**What you should do**
Write out the material below word for word, from the line containing "basil leaf in the photo above." through the end of the material, both included. Leave the pictures out of your answer.

**Stored data**

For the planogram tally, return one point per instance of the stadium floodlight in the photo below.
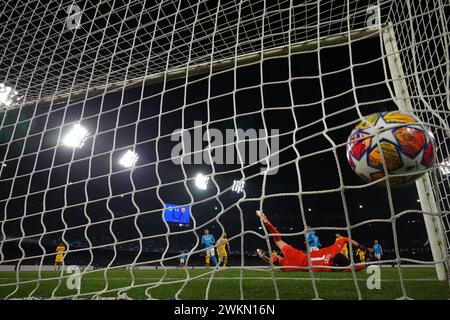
(7, 95)
(238, 186)
(129, 159)
(445, 167)
(76, 137)
(201, 181)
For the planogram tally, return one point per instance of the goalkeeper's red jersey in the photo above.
(297, 260)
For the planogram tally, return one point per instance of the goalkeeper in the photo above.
(297, 260)
(208, 241)
(223, 249)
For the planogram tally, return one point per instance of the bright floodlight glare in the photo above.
(129, 159)
(76, 136)
(201, 181)
(238, 186)
(445, 167)
(7, 95)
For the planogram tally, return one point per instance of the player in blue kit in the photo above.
(377, 250)
(208, 241)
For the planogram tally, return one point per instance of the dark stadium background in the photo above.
(68, 180)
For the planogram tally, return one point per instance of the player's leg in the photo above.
(262, 255)
(220, 255)
(213, 257)
(207, 258)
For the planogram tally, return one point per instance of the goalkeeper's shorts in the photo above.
(59, 258)
(210, 252)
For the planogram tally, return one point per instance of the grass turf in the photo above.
(419, 283)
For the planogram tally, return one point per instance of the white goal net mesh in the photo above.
(262, 96)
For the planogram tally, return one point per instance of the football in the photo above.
(407, 148)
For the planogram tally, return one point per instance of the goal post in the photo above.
(432, 214)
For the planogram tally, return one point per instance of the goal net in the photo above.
(129, 127)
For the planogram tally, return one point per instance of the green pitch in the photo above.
(419, 283)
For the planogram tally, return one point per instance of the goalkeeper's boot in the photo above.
(260, 253)
(262, 216)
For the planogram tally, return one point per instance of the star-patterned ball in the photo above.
(407, 148)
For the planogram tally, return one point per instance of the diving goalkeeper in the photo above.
(297, 260)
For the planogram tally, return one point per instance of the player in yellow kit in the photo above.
(59, 255)
(222, 250)
(344, 249)
(361, 254)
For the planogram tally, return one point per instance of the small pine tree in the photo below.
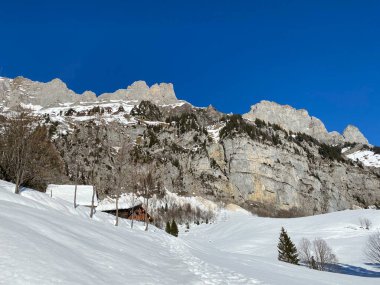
(168, 228)
(174, 229)
(287, 251)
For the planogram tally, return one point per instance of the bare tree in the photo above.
(317, 255)
(147, 183)
(365, 223)
(372, 249)
(324, 255)
(304, 250)
(27, 155)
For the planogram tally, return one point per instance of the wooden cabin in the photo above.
(127, 206)
(136, 213)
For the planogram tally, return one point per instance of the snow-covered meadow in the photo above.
(44, 240)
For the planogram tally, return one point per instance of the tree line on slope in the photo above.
(318, 254)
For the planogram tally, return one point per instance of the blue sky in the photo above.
(323, 56)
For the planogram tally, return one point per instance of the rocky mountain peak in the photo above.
(295, 120)
(20, 90)
(353, 134)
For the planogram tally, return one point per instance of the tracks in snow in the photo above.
(209, 274)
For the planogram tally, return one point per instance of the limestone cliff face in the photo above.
(276, 176)
(200, 151)
(300, 121)
(353, 134)
(25, 92)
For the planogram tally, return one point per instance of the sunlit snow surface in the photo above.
(44, 240)
(367, 157)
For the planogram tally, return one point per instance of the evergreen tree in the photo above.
(168, 228)
(174, 229)
(287, 251)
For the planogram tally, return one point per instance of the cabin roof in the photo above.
(125, 202)
(66, 192)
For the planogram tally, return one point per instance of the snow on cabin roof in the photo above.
(126, 201)
(66, 192)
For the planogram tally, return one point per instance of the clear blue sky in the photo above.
(323, 56)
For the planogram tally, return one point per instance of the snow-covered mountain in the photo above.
(272, 159)
(44, 240)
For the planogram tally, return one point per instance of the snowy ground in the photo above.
(44, 240)
(367, 157)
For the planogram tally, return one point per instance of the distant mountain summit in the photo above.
(37, 95)
(24, 92)
(299, 121)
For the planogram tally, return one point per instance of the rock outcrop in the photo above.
(200, 151)
(25, 92)
(354, 135)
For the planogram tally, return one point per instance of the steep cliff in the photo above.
(275, 160)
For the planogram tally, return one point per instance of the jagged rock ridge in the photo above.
(200, 151)
(296, 121)
(20, 90)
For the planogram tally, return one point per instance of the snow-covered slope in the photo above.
(367, 157)
(45, 240)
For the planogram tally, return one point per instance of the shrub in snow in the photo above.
(317, 255)
(287, 251)
(365, 223)
(168, 228)
(174, 229)
(372, 249)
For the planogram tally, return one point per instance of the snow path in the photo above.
(209, 273)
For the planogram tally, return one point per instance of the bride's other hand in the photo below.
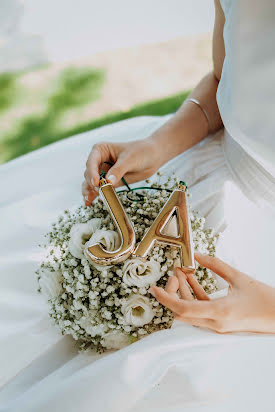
(248, 307)
(133, 160)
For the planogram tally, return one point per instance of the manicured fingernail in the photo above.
(151, 291)
(179, 271)
(111, 179)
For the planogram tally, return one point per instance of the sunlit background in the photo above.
(70, 66)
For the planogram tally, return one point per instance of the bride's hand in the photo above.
(133, 160)
(249, 305)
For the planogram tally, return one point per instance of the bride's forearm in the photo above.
(189, 125)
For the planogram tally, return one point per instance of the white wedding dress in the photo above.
(182, 369)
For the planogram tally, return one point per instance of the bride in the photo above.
(221, 142)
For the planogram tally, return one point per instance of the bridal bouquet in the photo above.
(109, 307)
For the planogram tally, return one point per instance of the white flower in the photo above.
(141, 274)
(115, 340)
(137, 310)
(79, 235)
(109, 239)
(50, 283)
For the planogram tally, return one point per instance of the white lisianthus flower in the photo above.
(51, 284)
(109, 239)
(79, 235)
(141, 274)
(137, 310)
(115, 340)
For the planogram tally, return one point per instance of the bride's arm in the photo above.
(190, 125)
(140, 159)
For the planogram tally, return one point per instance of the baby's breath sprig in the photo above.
(110, 307)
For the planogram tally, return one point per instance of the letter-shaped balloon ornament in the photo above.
(175, 207)
(96, 252)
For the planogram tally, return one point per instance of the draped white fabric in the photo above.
(185, 368)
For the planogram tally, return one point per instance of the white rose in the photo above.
(79, 235)
(141, 274)
(109, 239)
(115, 340)
(137, 310)
(50, 283)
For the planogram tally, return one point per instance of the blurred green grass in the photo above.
(70, 91)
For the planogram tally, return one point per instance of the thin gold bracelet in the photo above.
(192, 100)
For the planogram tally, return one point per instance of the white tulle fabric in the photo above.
(185, 368)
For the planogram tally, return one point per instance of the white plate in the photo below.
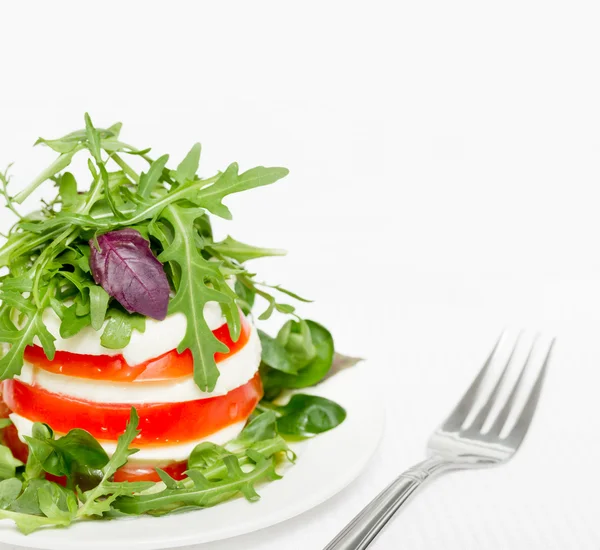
(326, 464)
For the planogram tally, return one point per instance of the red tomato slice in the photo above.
(160, 423)
(114, 368)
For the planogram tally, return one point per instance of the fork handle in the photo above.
(363, 529)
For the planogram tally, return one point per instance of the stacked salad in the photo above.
(134, 378)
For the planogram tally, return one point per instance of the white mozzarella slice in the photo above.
(158, 338)
(155, 454)
(235, 371)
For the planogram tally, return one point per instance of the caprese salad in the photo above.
(134, 377)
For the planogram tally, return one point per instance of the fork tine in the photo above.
(482, 415)
(519, 430)
(458, 416)
(510, 402)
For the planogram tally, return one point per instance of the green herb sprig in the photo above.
(47, 251)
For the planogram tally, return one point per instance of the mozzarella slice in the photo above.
(158, 338)
(150, 455)
(235, 371)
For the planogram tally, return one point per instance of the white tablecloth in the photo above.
(444, 183)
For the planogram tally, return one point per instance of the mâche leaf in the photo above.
(308, 415)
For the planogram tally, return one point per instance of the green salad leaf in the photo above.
(48, 251)
(47, 271)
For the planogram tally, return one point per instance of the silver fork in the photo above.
(459, 443)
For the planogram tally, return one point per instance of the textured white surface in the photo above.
(444, 182)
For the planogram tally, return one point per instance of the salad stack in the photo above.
(135, 379)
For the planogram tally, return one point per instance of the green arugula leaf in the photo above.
(68, 189)
(18, 339)
(150, 180)
(95, 503)
(77, 451)
(194, 293)
(93, 138)
(203, 493)
(241, 252)
(189, 165)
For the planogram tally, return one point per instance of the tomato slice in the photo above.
(115, 368)
(160, 423)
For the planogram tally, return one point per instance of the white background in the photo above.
(444, 163)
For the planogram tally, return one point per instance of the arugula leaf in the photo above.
(12, 361)
(68, 189)
(189, 165)
(93, 138)
(27, 524)
(77, 451)
(149, 180)
(99, 500)
(203, 492)
(193, 294)
(231, 182)
(8, 463)
(241, 252)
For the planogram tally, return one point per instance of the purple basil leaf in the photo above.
(125, 267)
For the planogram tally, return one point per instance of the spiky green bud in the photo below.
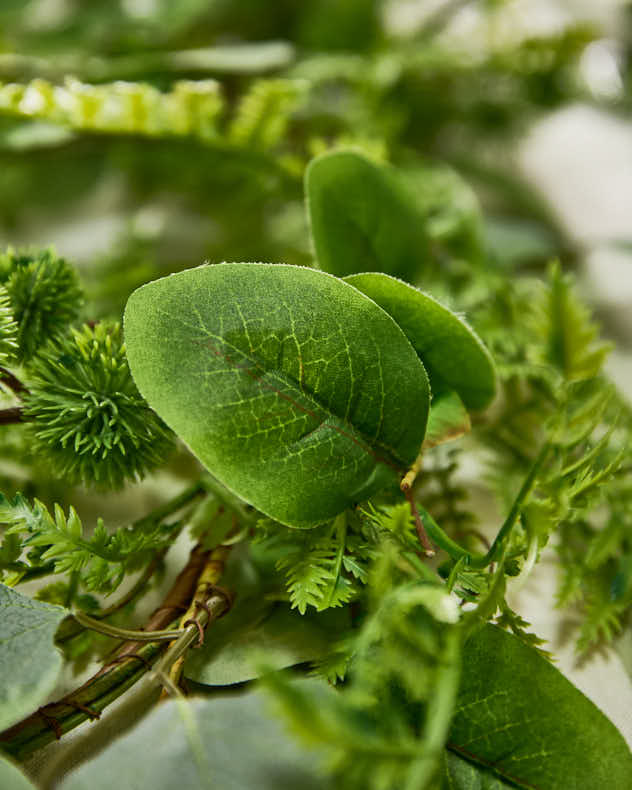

**Correct output**
For the planogram tally, return one point per instance of the purple basil leaf in the photo above.
(125, 267)
For the planogram tally, return one point per instance of the spiky green bud in the photo below.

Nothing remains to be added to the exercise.